# Short problem 1
Retype every one of the labeled detection rows below word for word, leaving out the pictures.

# Text excerpt

South Park: Bigger, Longer, & Uncut ****


Friday, July 2, 1999, 3:04 am

Okey doke, looks like we be rolling again.

I'm sick again, but believe it or not, I've managed to get into a helluva lotta trouble simply by sitting in my bean bag chair surrounded by echinesia and DVDs. (Why is it that I always get sick around holidays with firecracker themes?)

Firstly, a big ole fashioned FUCK YOU to the good people at Fortune City. Their redesign process totally made it impossible for me to update this journal. (Uh gee, when Spunker was slightly renovated, we didn't cause any fucking problems. Oh, by the way, I guess you guys heard about that?)

Finally I tried the ole Fortune-fucking-city on Kitsune's funky fresh computer (the machine that can do anything), and I scratched my head as I noticed that there was no problem. Aside from it being a wonderful product of Apple, I couldn't figure out the problem. Then it hit me. The fucking browser.

# Records provided
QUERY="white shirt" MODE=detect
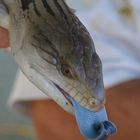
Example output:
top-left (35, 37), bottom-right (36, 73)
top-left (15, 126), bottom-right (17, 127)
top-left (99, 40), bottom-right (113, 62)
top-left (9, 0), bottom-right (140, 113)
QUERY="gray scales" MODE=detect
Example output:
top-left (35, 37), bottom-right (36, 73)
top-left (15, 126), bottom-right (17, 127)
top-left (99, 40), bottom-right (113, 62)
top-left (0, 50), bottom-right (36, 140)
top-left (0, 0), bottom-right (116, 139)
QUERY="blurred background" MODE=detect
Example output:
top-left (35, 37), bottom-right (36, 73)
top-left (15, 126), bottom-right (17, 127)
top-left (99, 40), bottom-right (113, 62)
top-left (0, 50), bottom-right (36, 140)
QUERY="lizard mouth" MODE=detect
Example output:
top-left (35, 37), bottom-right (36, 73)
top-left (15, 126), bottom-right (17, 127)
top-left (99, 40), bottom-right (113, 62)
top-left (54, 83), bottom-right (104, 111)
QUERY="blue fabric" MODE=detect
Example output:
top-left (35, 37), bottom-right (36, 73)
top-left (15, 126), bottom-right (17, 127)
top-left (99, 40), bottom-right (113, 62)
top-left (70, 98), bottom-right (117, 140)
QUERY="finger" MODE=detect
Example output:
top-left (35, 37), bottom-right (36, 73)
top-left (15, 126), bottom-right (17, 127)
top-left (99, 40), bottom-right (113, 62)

# Short problem 2
Echo the stretch of the South Park journal entry from "Okey doke, looks" through "The fucking browser." word for word.

# Finished answer 1
QUERY="white shirt" MODE=detect
Example output:
top-left (35, 37), bottom-right (36, 73)
top-left (15, 126), bottom-right (17, 127)
top-left (99, 40), bottom-right (113, 62)
top-left (9, 0), bottom-right (140, 113)
QUERY="gray scales" MODE=detect
Example output:
top-left (35, 37), bottom-right (36, 73)
top-left (15, 126), bottom-right (17, 127)
top-left (99, 40), bottom-right (113, 62)
top-left (0, 50), bottom-right (36, 140)
top-left (0, 0), bottom-right (116, 139)
QUERY="blurred background" MODE=detect
Example output:
top-left (35, 37), bottom-right (36, 73)
top-left (15, 126), bottom-right (17, 127)
top-left (99, 40), bottom-right (113, 62)
top-left (0, 50), bottom-right (36, 140)
QUERY="lizard mouth" MODE=detect
Example output:
top-left (35, 37), bottom-right (36, 73)
top-left (15, 126), bottom-right (17, 127)
top-left (99, 40), bottom-right (113, 62)
top-left (54, 83), bottom-right (104, 111)
QUERY="blue fabric" MODE=detect
Example output:
top-left (35, 37), bottom-right (36, 73)
top-left (15, 126), bottom-right (17, 127)
top-left (99, 40), bottom-right (113, 62)
top-left (70, 98), bottom-right (117, 140)
QUERY="finger" MODE=detect
Example output:
top-left (35, 37), bottom-right (36, 73)
top-left (15, 126), bottom-right (17, 127)
top-left (99, 40), bottom-right (113, 62)

# Finished answer 2
Okey doke, looks like we be rolling again.

I'm sick again, but believe it or not, I've managed to get into a helluva lotta trouble simply by sitting in my bean bag chair surrounded by echinesia and DVDs. (Why is it that I always get sick around holidays with firecracker themes?)

Firstly, a big ole fashioned FUCK YOU to the good people at Fortune City. Their redesign process totally made it impossible for me to update this journal. (Uh gee, when Spunker was slightly renovated, we didn't cause any fucking problems. Oh, by the way, I guess you guys heard about that?)

Finally I tried the ole Fortune-fucking-city on Kitsune's funky fresh computer (the machine that can do anything), and I scratched my head as I noticed that there was no problem. Aside from it being a wonderful product of Apple, I couldn't figure out the problem. Then it hit me. The fucking browser.